▶ _DIRECTIONS_
**a)** Reproduce the passage of the backup withholding article from "- Incorrect taxpayer" up to and including "interest and dividends.".
**b)** Name every factor that the backup withholding article says can necessitate backup withholding.

▶ _EXTRACT PROVIDED_
= Backup withholding =

Sending of a portion of a payment to a tax authority

In tax administration in the United States, backup withholding is the sending of a portion of a payment (such as a wage) to a tax authority instead of to the payee. This applies to the Internal Revenue Service (IRS) and the tax authorities of some states. For the IRS, it applies to some payments reported on Form 1099 which must be submitted to the IRS by financial institutions and businesses making certain income payments. Factors that necessitate backup withholding include:

- Incorrect taxpayer identification number (TIN)/ITIN/ATIN on Form W-9
- An IRS backup withholding order
- Certain types of payments

== Withholding rules ==
When opening an account, making an investment, or receiving payments reportable on Form 1099, individuals or entities must provide their taxpayer identification number (TIN) to the respective institution. In turn, the institution issues a Form W-9, Request for Taxpayer Identification Number and Certification, or a similar form. The individual or entity must enter their TIN on the form. If the account or investment accrues interest or dividends, they must also certify that they are not subject to backup withholding due to prior under-reporting of interest and dividends.

The payer is required to withhold 24% of the payment in the following scenarios:

1. Failure to provide the TIN in the required manner.

[Segmentation labeling entries]
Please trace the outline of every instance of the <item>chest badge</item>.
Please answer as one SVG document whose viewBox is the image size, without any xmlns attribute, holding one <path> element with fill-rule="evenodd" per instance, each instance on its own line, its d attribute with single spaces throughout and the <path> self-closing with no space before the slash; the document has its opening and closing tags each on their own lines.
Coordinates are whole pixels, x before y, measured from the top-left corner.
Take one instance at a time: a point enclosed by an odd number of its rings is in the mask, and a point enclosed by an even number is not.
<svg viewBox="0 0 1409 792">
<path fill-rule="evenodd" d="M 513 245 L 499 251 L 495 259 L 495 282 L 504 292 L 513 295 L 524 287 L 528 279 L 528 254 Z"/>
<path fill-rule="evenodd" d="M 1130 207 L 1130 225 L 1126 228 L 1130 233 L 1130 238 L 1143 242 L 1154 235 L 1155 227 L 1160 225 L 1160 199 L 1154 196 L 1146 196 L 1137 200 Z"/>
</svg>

▶ _RESULTS BY TASK_
**a)**
- Incorrect taxpayer identification number (TIN)/ITIN/ATIN on Form W-9
- An IRS backup withholding order
- Certain types of payments

== Withholding rules ==
When opening an account, making an investment, or receiving payments reportable on Form 1099, individuals or entities must provide their taxpayer identification number (TIN) to the respective institution. In turn, the institution issues a Form W-9, Request for Taxpayer Identification Number and Certification, or a similar form. The individual or entity must enter their TIN on the form. If the account or investment accrues interest or dividends, they must also certify that they are not subject to backup withholding due to prior under-reporting of interest and dividends.

**b)**
- Incorrect taxpayer identification number (TIN)/ITIN/ATIN on Form W-9
- An IRS backup withholding order
- Certain types of payments